Directives
- 1) Return the passage of the thesis blog post below from "26 October 2010" to "doing nothing ha.", copied word for word.
- 2) Answer these questions using the thesis blog post below.
(a) How many extra words did the writer find in the thesis the morning after drinking?
(b) What total word count did the writer reach after the day at Uni?
(c) How much was the fine for returning a library book late?

Text provided

* * * *

So, the goal was 1000 words... after sleeping in, getting to Uni late, chatting to Sophie for 2 hours, wandering around Uni, surfing the net, returning to Sophie's office again to chat some more, I had accomplished 200 words before heading home (booyah?). Upon arriving at home I figured I should have a relaxing night.  I made an awesome meal, sat down and had a beer... or two... or three. 

Four beers later I am buzzing immensely haha! I know, let's sit down and write my thesis!

...

I wake up the next day, not really sure what I got up to the night before...

Sigh, I wonder what damage I've managed to do in my drunken blur.  I open up my thesis, not sure what to expect... hmm, I actually have words written?  300 extra words!? Awesome!  Hang on, what's this part?.. they appear to be... song lyrics? Ha ha! Ok so 300 words minus the chorus of "Meatloaf - For Crying Out Loud" and it appears I actually managed to get a decent paragraph or two. 

A tad short of my 1000 word goal but words nonetheless.

I get to Uni, sit at my PC, hoping desperately that the day doesn't become a repeat to the previous.  By this stage I am looking at 2500 words in total... I need at minimum 5000 by the weeks end, preferably somewhere over 6000.  I check my emails before I begin the day.

What's this, two emails from myself? I vaguely remember sending them ha.  I open them up, they are links to published papers. Ok.. interesting... let's see if they at least have some kind of relevance to my research at least ha.  Interestingly enough, they do!  So much so in fact that that they are actually two of the most beneficial papers I have in my possession!

Wow, I can really use this stuff!

Long story short (after procrastinating until about 3pm), I left home at around 7pm with an impressive 1100 words written, bringing my total to a much more admirable 3500 words.

Now that's how you write a thesis!

26 October 2010

Geelong

Sigh, I keep receiving fines lately... I received one for parking at my Uni without a parking ticket ($72) which I am still meaning to contest, I received the one I explain about below from my local council ($72), and just the other day I received a fine for not returning a book back to my Uni library in time ($110)... that is a lot of money for doing nothing ha.

* * * *

Dataset rows
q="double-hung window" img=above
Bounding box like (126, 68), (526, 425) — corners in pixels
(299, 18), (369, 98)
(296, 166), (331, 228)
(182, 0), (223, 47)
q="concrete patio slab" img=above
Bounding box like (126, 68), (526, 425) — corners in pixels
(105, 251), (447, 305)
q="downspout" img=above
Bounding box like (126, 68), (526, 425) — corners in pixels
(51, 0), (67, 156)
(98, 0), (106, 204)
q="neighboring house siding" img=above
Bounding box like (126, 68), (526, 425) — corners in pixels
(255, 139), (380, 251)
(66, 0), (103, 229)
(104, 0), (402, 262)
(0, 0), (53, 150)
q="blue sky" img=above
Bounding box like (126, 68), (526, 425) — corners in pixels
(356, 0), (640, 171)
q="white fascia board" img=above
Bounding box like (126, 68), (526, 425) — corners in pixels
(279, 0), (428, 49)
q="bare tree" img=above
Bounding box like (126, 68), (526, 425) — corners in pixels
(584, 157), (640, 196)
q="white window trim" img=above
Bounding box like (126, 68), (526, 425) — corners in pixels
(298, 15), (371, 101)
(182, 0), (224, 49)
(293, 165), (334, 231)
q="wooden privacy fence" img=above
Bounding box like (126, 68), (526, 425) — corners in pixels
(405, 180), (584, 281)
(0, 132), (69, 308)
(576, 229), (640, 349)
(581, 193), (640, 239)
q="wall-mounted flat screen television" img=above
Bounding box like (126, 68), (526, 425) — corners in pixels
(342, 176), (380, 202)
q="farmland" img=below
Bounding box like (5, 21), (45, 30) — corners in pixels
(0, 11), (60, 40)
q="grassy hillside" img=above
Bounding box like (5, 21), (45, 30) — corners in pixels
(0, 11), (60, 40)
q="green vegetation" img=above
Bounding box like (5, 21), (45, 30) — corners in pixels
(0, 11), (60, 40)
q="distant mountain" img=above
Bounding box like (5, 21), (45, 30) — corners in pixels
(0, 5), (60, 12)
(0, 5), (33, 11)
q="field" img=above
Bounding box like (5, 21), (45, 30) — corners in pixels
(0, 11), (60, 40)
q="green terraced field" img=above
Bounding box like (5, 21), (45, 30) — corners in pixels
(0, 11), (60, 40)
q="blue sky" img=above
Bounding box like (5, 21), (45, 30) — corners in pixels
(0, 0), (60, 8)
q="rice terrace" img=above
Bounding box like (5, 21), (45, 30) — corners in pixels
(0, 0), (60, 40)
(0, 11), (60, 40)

* * * *

Solved problems
- 1)
26 October 2010

Geelong

Sigh, I keep receiving fines lately... I received one for parking at my Uni without a parking ticket ($72) which I am still meaning to contest, I received the one I explain about below from my local council ($72), and just the other day I received a fine for not returning a book back to my Uni library in time ($110)... that is a lot of money for doing nothing ha.

- 2)
(a) 300 words
(b) 3500 words
(c) $110